▶ TÂCHES À RÉALISER:
(a) D'après le texte sur les risques auxquels les entreprises sont exposées, quel risque figure aujourd'hui parmi les premières préoccupations des entreprises ?
(b) Rédigez la suite du texte sur les risques auxquels les entreprises sont exposées, en reprenant après sa dernière phrase.

▶ TEXTE FOURNI:
------------

Aujourd’hui le risque cyber constitue l’une des premières préoccupations des entreprises : elles doivent se protéger et protéger leurs collaborateurs.

Mais la variété de risques auxquels une entreprise peut être confrontée impacte à la fois les clients des entreprises, ses installations, son personnel et l’ensemble de ses assets qu’ils soient physiques ou non. Certains risques sont aujourd’hui bien intégrés, comme le risque lié aux déplacements professionnels : en fonctions des secteurs et des pays dans lesquels l’entreprise travaille, elle met en place une politique de déplacement voire de surveillance géolocalisée de ses collaborateurs, notamment quand ils sont dans certains types de zone dites « rouge ».

Il y a également la protection du quotidien, celle des installations, qui doit prendre en compte l’ensemble des vulnérabilités. Lorsqu’un site fait l’objet d’une classification, la protection périmétrique est extrêmement importante et il faut veiller à ce qu’elle soit parfaitement maîtrisée.

Une entreprise doit aussi prévenir les risques dans le domaine immatériel : il s’agit de la protection du patrimoine de l’entreprise, que ce soit en matière de R&D ou en termes d’images et d’informations qui circulent sur l’entreprise.

------------

▶ DONNÉES FOURNIES:

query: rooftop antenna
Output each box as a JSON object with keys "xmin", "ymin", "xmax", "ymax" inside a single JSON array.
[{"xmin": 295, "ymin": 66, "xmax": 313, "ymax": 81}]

------------

▶ RÉPONSES FINALES:
(a) Le risque cyber.

(b)
Aujourd’hui, finalement, toutes les entreprises sont soumises à un large panel de risques en fonction du domaine d’activité dans lequel elles exercent. Il est clair que les choses sont différentes pour une entreprise exerçant dans l’industrie ou dans le tertiaire. Néanmoins, certains risques touchent toutes les entreprises : les problématiques d’image, d’intelligence économique, de cyberattaque, de vol, d’agression sur les clients ou le personnel.

C’est d’abord une question de curseur et je pense que toutes les entreprises doivent avoir à l’esprit que les risques existent et qu’elles ne peuvent en être exemptées. Elles doivent les identifier afin de pouvoir ensuite adresser une politique pour les prévenir et les gérer lorsque c’est nécessaire.

 

Comment bien former, sensibiliser les collaborateurs en entreprises et créer une culture de la sûreté afin de minimiser ces risques ?  

La première chose est la prise de conscience des risques, qui n’est pas égale partout. À cet égard, les directions de sûreté sont fondamentales pour alerter le COMEX sur ces questions. Quand il n’y a pas de direction sûreté, ce qui est parfois le cas dans des entreprises de taille moyenne, je crois que c’est le travail des services de l’État ou de prestataires externes.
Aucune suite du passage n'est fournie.